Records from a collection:
□ □ □ □ □

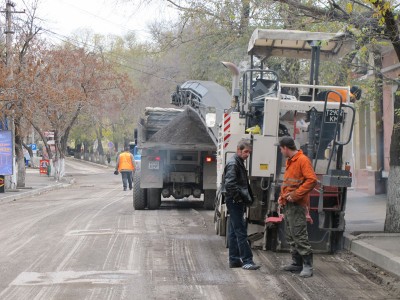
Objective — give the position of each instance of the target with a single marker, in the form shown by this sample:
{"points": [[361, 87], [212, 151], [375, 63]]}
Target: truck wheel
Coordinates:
{"points": [[139, 195], [209, 199], [153, 198]]}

□ □ □ □ □

**Task**
Please reproduce every line of the records above word for word, leaving out the pictures.

**Problem solution**
Objective — give the position of each instance of the target with a single marker, in the form shown by this sample:
{"points": [[361, 87], [212, 151], [375, 63]]}
Target: truck wheel
Coordinates:
{"points": [[139, 195], [209, 199], [153, 198]]}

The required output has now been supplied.